Page extract -

··········

I am planning for May of 2022.

Bradley will get his permit then, when he turns 15. I have been plotting what kind of road trip we might take to celebrate this occasion. And what we might drive.

Fortunately for his and my sanity, I have long-ago abandoned the notion that we would drive across the country in an MGA, retracing the route I took when I was 16.

Of the four stepsons I have raised, three totaled the first cars I got them. The Fiat 124 was hit by a drunk driver who ran a light. The VW Beetle “just rolled over onto its roof” when a dog ran across the road in front of the car. The Porsche Boxster S left the highway at a high rate of speed and sheared off a telephone poll before coming to rest as a crumpled heap of metal.

In all three cases, the drivers and passengers in the cars were miraculously unhurt.

I replaced both the Fiat and the VW with W123 Mercedes, looking for safety in size.

··········

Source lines

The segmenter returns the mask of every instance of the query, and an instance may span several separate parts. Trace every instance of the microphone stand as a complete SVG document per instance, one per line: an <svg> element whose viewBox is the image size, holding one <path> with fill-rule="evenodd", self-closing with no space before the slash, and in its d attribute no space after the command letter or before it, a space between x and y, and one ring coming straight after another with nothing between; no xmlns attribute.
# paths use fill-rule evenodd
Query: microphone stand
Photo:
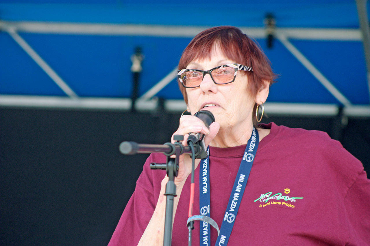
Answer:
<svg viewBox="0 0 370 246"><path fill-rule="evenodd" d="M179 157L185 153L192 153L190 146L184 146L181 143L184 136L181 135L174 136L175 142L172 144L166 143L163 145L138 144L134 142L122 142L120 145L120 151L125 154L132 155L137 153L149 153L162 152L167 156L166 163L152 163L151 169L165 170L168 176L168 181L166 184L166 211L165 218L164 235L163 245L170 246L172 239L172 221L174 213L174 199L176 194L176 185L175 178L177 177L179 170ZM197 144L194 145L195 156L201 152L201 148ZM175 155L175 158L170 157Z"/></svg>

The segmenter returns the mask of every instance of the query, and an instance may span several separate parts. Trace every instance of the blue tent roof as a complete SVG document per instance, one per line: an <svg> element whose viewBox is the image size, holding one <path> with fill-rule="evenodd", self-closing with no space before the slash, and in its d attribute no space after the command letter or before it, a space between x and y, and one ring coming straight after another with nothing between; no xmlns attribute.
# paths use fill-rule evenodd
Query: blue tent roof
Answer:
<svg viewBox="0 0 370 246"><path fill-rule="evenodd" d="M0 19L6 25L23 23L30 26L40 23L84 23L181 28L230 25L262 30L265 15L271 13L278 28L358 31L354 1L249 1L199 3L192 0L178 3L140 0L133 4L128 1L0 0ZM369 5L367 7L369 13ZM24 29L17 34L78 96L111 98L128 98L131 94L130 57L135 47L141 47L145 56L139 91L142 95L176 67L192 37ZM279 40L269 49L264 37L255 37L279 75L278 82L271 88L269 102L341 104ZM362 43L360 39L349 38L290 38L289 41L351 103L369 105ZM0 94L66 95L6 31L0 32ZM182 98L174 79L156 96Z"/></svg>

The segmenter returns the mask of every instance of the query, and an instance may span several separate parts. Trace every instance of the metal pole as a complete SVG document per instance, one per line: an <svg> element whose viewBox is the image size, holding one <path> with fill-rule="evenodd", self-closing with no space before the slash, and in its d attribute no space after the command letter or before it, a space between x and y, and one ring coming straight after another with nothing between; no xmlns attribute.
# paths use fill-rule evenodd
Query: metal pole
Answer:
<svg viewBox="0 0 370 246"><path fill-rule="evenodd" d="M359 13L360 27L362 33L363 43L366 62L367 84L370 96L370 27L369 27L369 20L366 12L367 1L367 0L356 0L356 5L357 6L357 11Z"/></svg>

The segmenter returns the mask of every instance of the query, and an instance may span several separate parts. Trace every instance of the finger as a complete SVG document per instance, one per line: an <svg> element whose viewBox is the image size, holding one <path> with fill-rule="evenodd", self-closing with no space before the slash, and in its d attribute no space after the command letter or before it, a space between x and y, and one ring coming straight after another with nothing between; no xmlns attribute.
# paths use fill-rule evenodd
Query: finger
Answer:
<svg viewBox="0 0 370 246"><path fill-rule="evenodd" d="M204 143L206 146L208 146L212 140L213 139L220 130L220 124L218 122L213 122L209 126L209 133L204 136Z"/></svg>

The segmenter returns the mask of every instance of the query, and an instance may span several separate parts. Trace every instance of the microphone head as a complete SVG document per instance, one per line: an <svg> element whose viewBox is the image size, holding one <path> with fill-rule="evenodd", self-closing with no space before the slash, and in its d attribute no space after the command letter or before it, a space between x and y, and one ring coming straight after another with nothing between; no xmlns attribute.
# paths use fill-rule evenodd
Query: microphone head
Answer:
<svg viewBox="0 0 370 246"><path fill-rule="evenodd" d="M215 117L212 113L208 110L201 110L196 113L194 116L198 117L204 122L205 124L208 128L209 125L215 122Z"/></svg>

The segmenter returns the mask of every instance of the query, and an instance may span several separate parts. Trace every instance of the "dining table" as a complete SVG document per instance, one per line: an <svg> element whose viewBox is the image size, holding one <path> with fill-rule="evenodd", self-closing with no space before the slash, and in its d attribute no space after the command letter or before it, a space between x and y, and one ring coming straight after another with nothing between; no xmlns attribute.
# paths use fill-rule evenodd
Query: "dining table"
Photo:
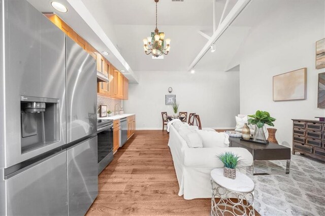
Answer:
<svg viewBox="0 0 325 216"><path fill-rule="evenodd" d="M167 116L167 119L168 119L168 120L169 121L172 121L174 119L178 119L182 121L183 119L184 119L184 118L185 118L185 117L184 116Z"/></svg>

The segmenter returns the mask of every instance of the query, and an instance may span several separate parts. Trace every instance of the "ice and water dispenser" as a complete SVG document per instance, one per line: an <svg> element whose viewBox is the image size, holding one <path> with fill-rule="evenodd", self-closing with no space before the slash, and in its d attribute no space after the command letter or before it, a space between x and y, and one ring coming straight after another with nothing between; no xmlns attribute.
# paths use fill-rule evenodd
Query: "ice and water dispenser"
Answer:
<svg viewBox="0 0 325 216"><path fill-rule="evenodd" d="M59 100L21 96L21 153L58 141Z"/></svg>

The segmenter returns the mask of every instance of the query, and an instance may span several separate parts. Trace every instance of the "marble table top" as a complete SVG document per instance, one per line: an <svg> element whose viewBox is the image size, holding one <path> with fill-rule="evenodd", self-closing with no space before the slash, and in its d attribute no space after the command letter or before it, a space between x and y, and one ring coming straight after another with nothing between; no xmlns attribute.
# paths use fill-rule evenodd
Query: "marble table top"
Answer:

··········

Work to do -
**1)** Answer these questions from the passage about the planned road trip:
(a) At what age will Bradley get his permit?
(b) Which car was hit by a drunk driver who ran a light?
(c) What did the writer buy to replace both the Fiat and the VW?
**2)** Pick up the passage about the planned road trip after its final sentence and keep it going.
Nothing in the source lines is needed here.

Results in order -
**1)**
(a) 15
(b) The Fiat 124
(c) W123 Mercedes

**2)**
But that was 30 years ago and the world has changed.

I have set a theoretical budget of $10,000. I don’t mind a car with high miles so long as it has been properly looked after.

I’d like to have something sporty and perhaps a convertible. I’m not even so picky about the transmission. I figure that Bradley will have plenty of chances to drive my manual shift cars. The most important thing is that he have properly curated seat time, and taught the habits that go with responsible driving.

Convertibles within my budget are the Alfa S4 Spider, BMW Z3, Porsche Boxster and Mazda Miata.

All have airbags (the Alfa only on the driver’s side), side-impact beams and crumple zones. They have braking and handling that my vintage Alfas could only dream about.

What would your choice be? Or given the behemoth pickup trucks and distracted drivers that rule our roads, should I just give up on a sports car altogether and find a BMW 3-series or Mercedes C-Class to fill the bill?

Two-seat sports car or four-door sedan? There’s obviosuly no hurry, but your responses help me shape my thoughts and my search.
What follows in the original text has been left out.